- 課題: 本文抜粋によると、筆者が動画をYouTubeにアップロードした時期はいつですか。
----- 本文抜粋 -----
ニヒルの憂鬱
父の死
2021年の12月初旬、父親が自殺した。
あまりにも衝撃すぎて、悲しみを悲しみのまま受け取れないほど、それから数カ月の間は精神が浮遊したような気持ちの悪い変な感覚のまま、同じように遺された家族と生きた。
その事実を、そのどうしょうもなさを、少しでも考えた途端めまいがしてまともで居られないほどだった。(悲しみは、時間をかけてゆっくりと、わたしの中から滲出した)
彼の人生は一体何だったのだろう、と、思わざるを得なかった。
生きるとは、死ぬとは、一体……。
本当に色々なことを考えた。
答えなど出るはずもなかったが、とにかく、このどうしようもない事実を、それに対するやり場のない自分の感情や認識を、何とか肯定的に前向きに持っていく必要があった。
そこからわたしの死生観は、生きることへの姿勢は、少しずつ変わってゆくことになる。
※※昨年の5月と、1周忌の頃にYouTubeにアップロードした動画を貼っておきます。めちゃめちゃ顔出ししてますので、お気になさらない方の中で観たい方がおられましたらご覧になってみてください。
----- エントリー一覧 -----
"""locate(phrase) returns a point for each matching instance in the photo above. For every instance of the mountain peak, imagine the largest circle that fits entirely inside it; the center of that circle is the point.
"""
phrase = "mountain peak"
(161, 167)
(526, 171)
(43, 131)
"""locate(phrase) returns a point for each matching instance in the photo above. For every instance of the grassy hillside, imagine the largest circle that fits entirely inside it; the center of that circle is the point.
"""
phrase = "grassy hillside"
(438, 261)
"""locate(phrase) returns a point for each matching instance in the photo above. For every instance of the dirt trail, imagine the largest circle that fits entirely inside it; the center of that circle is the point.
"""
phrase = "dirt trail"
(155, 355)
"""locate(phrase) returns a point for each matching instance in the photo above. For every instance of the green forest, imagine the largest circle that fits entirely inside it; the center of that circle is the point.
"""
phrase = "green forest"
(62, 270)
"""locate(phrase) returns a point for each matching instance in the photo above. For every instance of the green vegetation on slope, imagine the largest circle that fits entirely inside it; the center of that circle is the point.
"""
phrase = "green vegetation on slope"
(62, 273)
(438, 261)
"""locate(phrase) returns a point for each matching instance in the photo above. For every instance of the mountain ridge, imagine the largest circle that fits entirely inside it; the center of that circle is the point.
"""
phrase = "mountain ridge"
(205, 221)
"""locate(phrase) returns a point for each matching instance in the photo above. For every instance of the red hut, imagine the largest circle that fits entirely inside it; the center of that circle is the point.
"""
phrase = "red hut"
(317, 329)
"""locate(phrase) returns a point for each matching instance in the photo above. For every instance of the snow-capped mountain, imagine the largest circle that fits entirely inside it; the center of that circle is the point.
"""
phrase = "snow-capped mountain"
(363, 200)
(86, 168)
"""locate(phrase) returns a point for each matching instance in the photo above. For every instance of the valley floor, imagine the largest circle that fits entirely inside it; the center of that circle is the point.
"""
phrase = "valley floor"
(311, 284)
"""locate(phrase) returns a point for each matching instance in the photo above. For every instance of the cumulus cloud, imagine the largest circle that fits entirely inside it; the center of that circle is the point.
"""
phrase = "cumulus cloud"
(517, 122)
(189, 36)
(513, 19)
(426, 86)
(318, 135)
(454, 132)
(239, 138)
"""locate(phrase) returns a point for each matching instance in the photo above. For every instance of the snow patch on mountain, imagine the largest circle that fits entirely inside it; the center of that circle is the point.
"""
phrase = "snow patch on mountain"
-----
- 解答例: 昨年の5月と、1周忌の頃です。